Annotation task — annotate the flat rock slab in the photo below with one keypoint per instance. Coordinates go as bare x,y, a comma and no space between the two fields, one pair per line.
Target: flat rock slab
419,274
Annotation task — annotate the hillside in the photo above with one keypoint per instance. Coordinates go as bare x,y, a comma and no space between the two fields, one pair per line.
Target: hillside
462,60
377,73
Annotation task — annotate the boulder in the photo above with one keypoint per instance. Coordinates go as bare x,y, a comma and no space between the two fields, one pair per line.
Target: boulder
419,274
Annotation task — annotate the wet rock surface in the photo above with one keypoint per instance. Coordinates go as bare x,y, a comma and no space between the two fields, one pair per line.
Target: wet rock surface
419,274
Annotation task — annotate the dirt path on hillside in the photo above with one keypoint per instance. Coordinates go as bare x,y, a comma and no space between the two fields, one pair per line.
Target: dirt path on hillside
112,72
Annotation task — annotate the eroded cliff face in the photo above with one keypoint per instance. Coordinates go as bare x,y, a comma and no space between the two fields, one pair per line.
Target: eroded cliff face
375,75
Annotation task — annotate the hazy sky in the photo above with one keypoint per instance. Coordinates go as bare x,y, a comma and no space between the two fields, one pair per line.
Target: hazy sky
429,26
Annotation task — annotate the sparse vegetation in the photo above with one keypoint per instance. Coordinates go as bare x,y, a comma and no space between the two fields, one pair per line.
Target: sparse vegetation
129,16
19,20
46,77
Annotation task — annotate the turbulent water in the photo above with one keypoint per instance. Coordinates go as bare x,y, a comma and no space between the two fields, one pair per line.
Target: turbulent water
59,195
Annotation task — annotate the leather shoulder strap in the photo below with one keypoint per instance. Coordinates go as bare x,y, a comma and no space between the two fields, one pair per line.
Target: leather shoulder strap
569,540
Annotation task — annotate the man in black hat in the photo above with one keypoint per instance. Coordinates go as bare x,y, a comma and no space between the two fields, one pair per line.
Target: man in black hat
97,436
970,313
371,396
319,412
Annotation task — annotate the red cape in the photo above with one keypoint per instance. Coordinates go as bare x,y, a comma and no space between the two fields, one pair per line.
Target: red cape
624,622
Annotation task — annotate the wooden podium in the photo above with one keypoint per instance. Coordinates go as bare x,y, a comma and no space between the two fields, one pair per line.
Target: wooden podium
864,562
━━━━━━━━━━━━━━━━
** Task statement **
What is needed here is an exact copy of every record.

** Result below **
Annotation task — annotate the flat rock slab in the photo below with one keypoint per instance. Coordinates go as bare x,y, a comma and no space between the two fields, one pair per line.
Target: flat rock slab
419,274
Annotation task — annotate the hillside in the photo above with one keypoint per instance. Coordinates go as bare x,y, a comma and no space between the two fields, one pair per line.
Target: hillside
462,60
377,73
Annotation task — annotate the boulder in the photo above with one keypoint per instance. Coordinates go as bare x,y, a comma and no space between the two fields, one pair per line.
Target: boulder
419,274
Annotation task — annotate the wet rock surface in the photo above with one keypoint per instance. Coordinates go as bare x,y, a comma and no space between the two fields, one pair per line.
Target: wet rock surface
419,274
Annotation task — annotate the dirt path on hillside in the photo above with one keypoint per instance. Coordinates go as bare x,y, a comma and no space between the two fields, one pair per line.
Target: dirt path on hillside
112,72
Annotation task — annotate the eroded cliff face in the photo above with one keypoint per instance. Coordinates go as bare x,y, a comma and no space between the two fields, one pair per line.
Target: eroded cliff face
375,75
Annotation task — annotate the hazy sky in the photo above with one keypoint per instance. Coordinates go as bare x,y, a comma and no space between the two fields, one pair per line.
Target: hazy sky
429,26
Annotation task — annotate the sparse vegetation in the photo above with one keypoint per instance. Coordinates go as bare x,y, a comma and no space between the two fields, one pair per line.
Target: sparse vegetation
129,16
19,20
46,77
Annotation task — annotate the turbulent water in the photo above with one keypoint per instance. Coordinates go as bare x,y, a comma and no space between the two fields, one pair per line.
Target: turbulent water
59,195
Annotation task — annotate the leather shoulder strap in the photo below with one keypoint per instance. Coordinates go as bare x,y, a comma and no space between the two fields, one pair per line.
Target: leather shoulder strap
569,540
Annotation task — annotate the man in black hat in the photo above with one keypoint per instance. Coordinates go as bare x,y, a comma and no space between the two fields, one pair per line.
Target: man in black hat
97,436
970,313
371,396
319,412
Annotation task — annotate the red cape in the photo above with one keypoint per instance. Coordinates go as bare x,y, a comma and no space between the two fields, one pair per line.
Target: red cape
624,622
Annotation task — annotate the wooden podium in the photo above with one keypoint per instance. Coordinates go as bare x,y, a comma and no space between the two fields, one pair per line.
Target: wooden podium
864,562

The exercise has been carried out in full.